Record excerpts:
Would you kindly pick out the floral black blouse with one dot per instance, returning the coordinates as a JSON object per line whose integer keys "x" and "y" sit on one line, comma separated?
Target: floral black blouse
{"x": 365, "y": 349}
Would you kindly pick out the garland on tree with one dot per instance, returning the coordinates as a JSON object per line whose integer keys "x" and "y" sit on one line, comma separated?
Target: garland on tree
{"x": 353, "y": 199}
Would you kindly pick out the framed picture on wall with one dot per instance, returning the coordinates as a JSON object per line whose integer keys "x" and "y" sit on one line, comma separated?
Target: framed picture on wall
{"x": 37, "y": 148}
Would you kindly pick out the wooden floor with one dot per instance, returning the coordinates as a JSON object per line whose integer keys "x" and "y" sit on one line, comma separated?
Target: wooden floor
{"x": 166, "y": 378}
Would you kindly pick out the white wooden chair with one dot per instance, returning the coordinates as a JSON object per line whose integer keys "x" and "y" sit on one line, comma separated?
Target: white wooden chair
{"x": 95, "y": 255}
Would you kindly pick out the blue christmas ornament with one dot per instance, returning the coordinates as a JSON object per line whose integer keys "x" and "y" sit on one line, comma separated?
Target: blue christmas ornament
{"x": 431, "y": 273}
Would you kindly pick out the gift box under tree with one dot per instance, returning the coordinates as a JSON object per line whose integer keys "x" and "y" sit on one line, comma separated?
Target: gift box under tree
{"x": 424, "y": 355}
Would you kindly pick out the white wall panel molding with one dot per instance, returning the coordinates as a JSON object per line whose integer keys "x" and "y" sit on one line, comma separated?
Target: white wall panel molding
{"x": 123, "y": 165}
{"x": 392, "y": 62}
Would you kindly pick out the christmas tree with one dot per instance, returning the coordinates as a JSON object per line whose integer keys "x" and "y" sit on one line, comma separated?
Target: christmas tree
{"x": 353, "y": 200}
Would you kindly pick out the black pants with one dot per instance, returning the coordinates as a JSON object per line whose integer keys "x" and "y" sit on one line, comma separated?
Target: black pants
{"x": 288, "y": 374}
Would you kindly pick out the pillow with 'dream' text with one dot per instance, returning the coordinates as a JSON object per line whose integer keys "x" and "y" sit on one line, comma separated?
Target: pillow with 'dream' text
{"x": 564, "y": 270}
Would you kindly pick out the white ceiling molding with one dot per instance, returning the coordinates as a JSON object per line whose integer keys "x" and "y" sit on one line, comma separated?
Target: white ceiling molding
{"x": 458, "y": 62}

What to produce: Copy out all of the entries above word for word, leaving nothing out and changing nothing.

Result for this exercise:
Would you kindly pick out the floral black blouse with one dot per instance, returning the coordinates as a JSON object per line whose integer keys "x" and "y" sit on one line, comma separated?
Target: floral black blouse
{"x": 365, "y": 349}
Would you kindly pick out the garland on tree with one dot per instance, returning the coordinates as a JSON object per line whose integer keys "x" and "y" sit on one line, comma separated?
Target: garland on tree
{"x": 353, "y": 199}
Would you kindly pick out the framed picture on wall with one dot per instance, returning the coordinates as a JSON object per line whose integer keys "x" and "y" sit on one line, comma separated?
Target: framed picture on wall
{"x": 37, "y": 148}
Would you kindly pick out the wooden floor with one dot per instance, returning the coordinates as a JSON object per line whose integer keys "x" and "y" sit on one line, comma separated?
Target: wooden floor
{"x": 166, "y": 378}
Would you kindly pick out the white wooden chair with one dot per instance, returning the coordinates as a JSON object per line whose integer keys "x" and "y" sit on one line, comma separated?
Target: white wooden chair
{"x": 95, "y": 255}
Would you kindly pick out the blue christmas ornament with one dot per instance, returning the coordinates as a JSON object per line whose integer keys "x" and "y" sit on one line, comma separated?
Target: blue christmas ornament
{"x": 431, "y": 273}
Would you kindly pick out the gift box under tree with one dot per instance, returning the coordinates as a JSON object per line whose integer keys "x" and "y" sit on one line, comma separated?
Target: gift box under tree
{"x": 424, "y": 355}
Would you kindly pick out the white wall panel molding with one dot per instance, returning the coordinates as a JSON object per line whose integer keys "x" and "y" sit on one line, comma separated?
Target: white wall panel molding
{"x": 123, "y": 165}
{"x": 392, "y": 62}
Would you kindly pick out the christmas tree with one dot per instance, returning the coordinates as a JSON object per line whose integer keys "x" and "y" sit on one line, comma separated?
Target: christmas tree
{"x": 353, "y": 200}
Would you kindly pick out the black pants with one dot per instance, returning the coordinates as a JSON object per line whose integer keys "x" and "y" sit on one line, comma separated?
Target: black pants
{"x": 288, "y": 374}
Would you kindly pick out the pillow with 'dream' text with one dot per instance, returning the coordinates as a JSON object per line whose integer keys "x" and "y" sit on one line, comma separated?
Target: pillow with 'dream' text
{"x": 564, "y": 270}
Would you kindly pick out the white ceiling molding with one dot per instance, returning the coordinates as a JSON object per line whose integer keys "x" and "y" sit on one line, comma separated?
Target: white ceiling molding
{"x": 458, "y": 62}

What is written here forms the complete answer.